↓

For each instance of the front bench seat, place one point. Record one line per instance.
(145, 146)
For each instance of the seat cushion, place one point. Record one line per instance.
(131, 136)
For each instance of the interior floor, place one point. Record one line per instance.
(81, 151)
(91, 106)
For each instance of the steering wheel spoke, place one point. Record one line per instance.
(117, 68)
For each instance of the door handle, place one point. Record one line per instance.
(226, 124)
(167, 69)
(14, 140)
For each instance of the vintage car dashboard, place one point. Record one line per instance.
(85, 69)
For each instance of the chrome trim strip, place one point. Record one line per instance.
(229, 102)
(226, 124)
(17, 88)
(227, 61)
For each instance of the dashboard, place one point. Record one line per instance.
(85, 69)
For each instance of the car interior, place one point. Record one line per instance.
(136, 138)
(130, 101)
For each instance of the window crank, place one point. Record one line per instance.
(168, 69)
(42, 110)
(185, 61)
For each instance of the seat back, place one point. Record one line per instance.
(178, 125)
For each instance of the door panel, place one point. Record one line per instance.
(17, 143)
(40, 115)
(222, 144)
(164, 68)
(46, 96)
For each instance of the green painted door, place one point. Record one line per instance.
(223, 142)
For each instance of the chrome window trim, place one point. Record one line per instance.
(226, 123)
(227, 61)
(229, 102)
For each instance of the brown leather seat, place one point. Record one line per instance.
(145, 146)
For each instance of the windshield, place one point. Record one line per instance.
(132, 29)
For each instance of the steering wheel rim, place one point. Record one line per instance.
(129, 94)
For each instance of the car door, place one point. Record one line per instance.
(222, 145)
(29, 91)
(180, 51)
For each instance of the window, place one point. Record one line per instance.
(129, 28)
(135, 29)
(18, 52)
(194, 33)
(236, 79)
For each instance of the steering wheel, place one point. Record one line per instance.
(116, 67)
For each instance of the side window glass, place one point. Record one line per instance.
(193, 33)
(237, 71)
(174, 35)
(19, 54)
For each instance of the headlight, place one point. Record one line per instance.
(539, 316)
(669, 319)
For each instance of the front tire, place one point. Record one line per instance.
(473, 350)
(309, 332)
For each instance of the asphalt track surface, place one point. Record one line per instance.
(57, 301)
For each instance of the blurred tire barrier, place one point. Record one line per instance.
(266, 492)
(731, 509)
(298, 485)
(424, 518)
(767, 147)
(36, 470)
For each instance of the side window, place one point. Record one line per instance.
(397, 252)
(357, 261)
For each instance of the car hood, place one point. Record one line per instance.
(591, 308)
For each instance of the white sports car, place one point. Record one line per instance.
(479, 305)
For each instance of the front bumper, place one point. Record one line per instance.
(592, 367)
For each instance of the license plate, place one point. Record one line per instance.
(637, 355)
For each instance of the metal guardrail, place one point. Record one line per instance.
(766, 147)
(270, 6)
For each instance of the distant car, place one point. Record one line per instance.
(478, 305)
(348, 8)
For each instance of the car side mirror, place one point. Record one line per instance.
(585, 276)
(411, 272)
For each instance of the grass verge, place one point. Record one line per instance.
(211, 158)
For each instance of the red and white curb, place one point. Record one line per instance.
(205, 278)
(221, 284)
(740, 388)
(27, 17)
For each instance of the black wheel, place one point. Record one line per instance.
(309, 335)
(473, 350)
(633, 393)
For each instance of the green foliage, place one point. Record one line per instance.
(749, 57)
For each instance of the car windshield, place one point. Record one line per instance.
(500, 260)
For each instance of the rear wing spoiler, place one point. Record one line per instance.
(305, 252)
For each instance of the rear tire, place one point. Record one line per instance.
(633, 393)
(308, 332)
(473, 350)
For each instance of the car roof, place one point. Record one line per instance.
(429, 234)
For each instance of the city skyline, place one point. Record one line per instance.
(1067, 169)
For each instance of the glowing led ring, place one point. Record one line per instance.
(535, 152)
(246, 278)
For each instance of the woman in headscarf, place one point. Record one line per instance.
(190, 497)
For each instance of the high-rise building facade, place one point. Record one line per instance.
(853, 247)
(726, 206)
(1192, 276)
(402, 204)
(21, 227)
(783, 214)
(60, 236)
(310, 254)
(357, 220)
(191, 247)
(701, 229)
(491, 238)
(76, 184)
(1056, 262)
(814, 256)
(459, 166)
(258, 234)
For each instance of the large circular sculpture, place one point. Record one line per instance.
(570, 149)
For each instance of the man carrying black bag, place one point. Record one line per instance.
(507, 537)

↑

● **What is being asked**: Write out all of the records once more, exactly.

● **Written reply**:
For each instance of the front bench seat, place one point. Record one line per instance.
(145, 146)
For each instance of the seat cushion, place one point. Record one line per instance.
(131, 136)
For each instance of the interior floor, place one point. Record one line per instance.
(81, 151)
(91, 106)
For each instance of the steering wheel spoke, place one point. Record one line per instance.
(117, 68)
For each instance of the door handle, place one point. Record one line per instance.
(226, 124)
(167, 69)
(14, 140)
For each instance of the vintage car dashboard, place one point. Record one line per instance.
(85, 69)
For each instance of the chrome trim strip, place one point. Record one line per instance.
(229, 102)
(226, 124)
(17, 88)
(227, 61)
For each instance of the dashboard, place one point. Record one line per instance.
(85, 69)
For each instance of the car interior, place one point. Record one line per instance.
(136, 138)
(130, 101)
For each instance of the window crank, place one point. Record one line per instance.
(168, 69)
(42, 110)
(185, 61)
For each instance of the seat back, place one point. Record one line per instance.
(178, 125)
For each instance of the door panel, place one point. Record one line per instance.
(17, 143)
(40, 115)
(222, 144)
(164, 68)
(46, 96)
For each instance of the green painted door, place one point. Record one line per instance.
(223, 142)
For each instance of the chrome window trim, place one point. Record one line per instance.
(226, 123)
(227, 61)
(229, 102)
For each instance of the brown leather seat, place one point. Record one line per instance.
(145, 146)
For each instance of the windshield, place one point. Record one line per instance.
(132, 29)
For each instance of the steering wheel rim, place one point. Record one line per instance.
(129, 94)
For each instance of the car door, place one point. Record one line per instance.
(222, 145)
(29, 91)
(180, 51)
For each instance of the window, place one point. Record one line per instance.
(129, 28)
(135, 29)
(18, 52)
(194, 33)
(236, 79)
For each instance of the steering wheel, place one point. Record one line per instance.
(116, 67)
For each instance of the side window glass, place one point. Record one line per instance.
(193, 33)
(237, 71)
(174, 35)
(19, 54)
For each instance of the headlight, place one point. Record one line per instance.
(539, 316)
(669, 319)
For each instance of the front tire, place one point. Record one line per instance.
(473, 350)
(309, 332)
For each instance of the asphalt track surface, place one point. Record one line per instance.
(57, 301)
For each instance of the blurred tire barrier, place one point. Record one line per instance.
(266, 492)
(731, 509)
(298, 485)
(424, 518)
(767, 147)
(36, 470)
For each instance of the side window, place one point. Record one line per instance.
(397, 252)
(357, 261)
For each instance of the car hood, place one point. Record one line per instance.
(591, 308)
For each instance of the white sports car, place one point. Record one line per instance.
(479, 305)
For each instance of the front bumper, place one point. Record one line per instance.
(592, 367)
For each instance of the license plate, place one point. Record one line per instance.
(637, 355)
For each instance of the metal guardrail, place one point. Record one line per instance.
(766, 147)
(270, 6)
For each instance of the distant car, place one point. Record one line per instance.
(478, 305)
(348, 8)
For each instance of the car side mirror, place one point. Record one line per instance.
(585, 276)
(411, 272)
For each instance of the grass verge, place one point. Record one line per instance.
(211, 158)
For each instance of the red and white curb, place one point. Record one line per instance.
(205, 278)
(221, 284)
(740, 388)
(27, 17)
For each instance of the black wheel, place one point. Record one line per instance.
(309, 335)
(473, 350)
(633, 393)
For each instance of the green foliage, place one point. Record one line per instance.
(749, 57)
For each instance of the car windshield, place one point. Record one line per instance.
(500, 260)
For each instance of the rear wing spoiler, place one point. Record one line per instance.
(305, 252)
For each instance of the rear tire, place one point. Record one line per instance.
(633, 393)
(308, 332)
(473, 350)
For each instance of the car roof, place one point. Record one line per instance.
(429, 234)
For each instance of the city skyline, place one point. Record one line per instance.
(1067, 169)
For each instance of the glowing led ring, place one point. Record one line per instance.
(535, 152)
(246, 278)
For each instance of the woman in headscarf, place one point. Record one line per instance.
(190, 497)
For each instance of the high-rise building facade, place one point. Record one line per instance.
(853, 247)
(726, 206)
(1192, 276)
(402, 204)
(21, 227)
(783, 214)
(60, 236)
(310, 254)
(357, 220)
(191, 247)
(701, 229)
(491, 238)
(76, 184)
(1056, 262)
(814, 256)
(459, 166)
(258, 234)
For each instance of the large circular sculpture, place one point. Record one line per instance.
(570, 149)
For each instance of the man carrying black bag, place one point. Record one line per instance.
(507, 537)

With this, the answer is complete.